> **AIM**:
Reproduce the listing below verbatim, from its first line to its last, without altering any character.

┄┄┄┄┄┄┄┄┄┄┄┄┄┄┄┄┄┄┄┄

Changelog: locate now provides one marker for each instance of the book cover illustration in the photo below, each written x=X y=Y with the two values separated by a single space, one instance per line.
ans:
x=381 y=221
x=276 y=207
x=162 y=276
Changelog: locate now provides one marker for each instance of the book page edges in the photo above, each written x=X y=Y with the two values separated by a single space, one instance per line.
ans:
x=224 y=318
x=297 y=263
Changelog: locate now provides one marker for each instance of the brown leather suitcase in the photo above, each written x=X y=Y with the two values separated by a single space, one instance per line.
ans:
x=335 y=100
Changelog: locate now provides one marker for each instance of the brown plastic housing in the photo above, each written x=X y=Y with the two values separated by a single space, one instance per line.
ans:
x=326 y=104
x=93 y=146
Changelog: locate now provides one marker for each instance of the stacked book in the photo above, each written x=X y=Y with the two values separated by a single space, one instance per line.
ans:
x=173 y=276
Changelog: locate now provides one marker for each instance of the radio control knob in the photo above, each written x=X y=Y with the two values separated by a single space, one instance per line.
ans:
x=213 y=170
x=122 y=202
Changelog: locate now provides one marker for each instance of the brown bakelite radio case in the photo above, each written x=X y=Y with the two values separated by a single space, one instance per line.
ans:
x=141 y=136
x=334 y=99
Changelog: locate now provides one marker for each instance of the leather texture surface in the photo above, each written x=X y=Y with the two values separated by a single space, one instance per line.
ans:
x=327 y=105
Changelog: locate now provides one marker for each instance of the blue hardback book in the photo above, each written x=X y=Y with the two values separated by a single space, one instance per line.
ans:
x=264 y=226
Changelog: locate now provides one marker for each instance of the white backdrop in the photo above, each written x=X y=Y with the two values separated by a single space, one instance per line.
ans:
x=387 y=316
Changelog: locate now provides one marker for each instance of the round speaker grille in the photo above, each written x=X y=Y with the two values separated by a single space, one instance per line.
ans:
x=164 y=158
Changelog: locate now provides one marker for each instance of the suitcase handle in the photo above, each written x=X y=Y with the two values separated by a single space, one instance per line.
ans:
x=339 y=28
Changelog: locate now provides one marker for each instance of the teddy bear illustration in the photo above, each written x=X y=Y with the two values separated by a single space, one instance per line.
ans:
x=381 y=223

┄┄┄┄┄┄┄┄┄┄┄┄┄┄┄┄┄┄┄┄

> **TASK RESULT**:
Changelog: locate now provides one marker for each instance of the book cover illustration in the photo below, each written x=X y=Y with the two values separated by a single space, one instance per line.
ans:
x=381 y=221
x=276 y=207
x=162 y=276
Changelog: locate now provides one marker for each instance of the book page edges in the photo above, each written x=X y=Y with the two values separated by a single space, one instance per line.
ans:
x=224 y=318
x=297 y=263
Changelog: locate now provides one marker for each instance of the brown leather suitcase in the photo above, each written x=X y=Y with the two values separated by a single space, one instance per line.
ans:
x=335 y=100
Changelog: locate now provides one marker for each instance of the brown plastic housing in the photo above, each written x=X y=Y with the two values separated by a single space, one instance per line.
ans:
x=326 y=104
x=93 y=146
Changelog: locate now provides one marker for each instance of the stacked book in the photo above, each written x=X y=Y with the two values separated by a single space, one instance per line.
ans:
x=173 y=276
Changelog: locate now provides one marker for each instance of the radio control knob in the photo above, each written x=X y=Y with the two values separated by a single space, one instance per line.
ans:
x=213 y=170
x=122 y=202
Changelog: locate now provides one marker for each instance of the brown bakelite radio case in the photo above, each written x=X y=Y with the two values separated by a single space, one instance per line.
ans:
x=141 y=136
x=334 y=99
Changelog: locate now provides one marker for each instance of the leather texture surface in the photo above, each written x=X y=Y with the two values separated by a single space, one instance per line.
ans:
x=327 y=105
Changelog: locate now provides one marker for each instance of the blue hardback book in the photo above, each written x=X y=Y with the two values separated by a single space, one instance per line.
ans:
x=264 y=226
Changelog: locate now provides one marker for each instance of the white backdrop in the photo above, each written x=X y=Y with the two values separated by a single space, one instance per line.
ans:
x=387 y=316
Changelog: locate now provides one marker for each instance of the round speaker grille in the photo above, each written x=X y=Y with the two values separated by a single space, one instance per line.
ans:
x=164 y=158
Changelog: locate now provides one marker for each instance of the suitcase handle in the photo above, each written x=X y=Y with the two values separated by a single space, one instance per line.
ans:
x=339 y=28
Changelog: locate now provides one marker for each instance of the teddy bear illustration in the photo above, each written x=X y=Y with the two values separated by a single space, one instance per line.
ans:
x=381 y=223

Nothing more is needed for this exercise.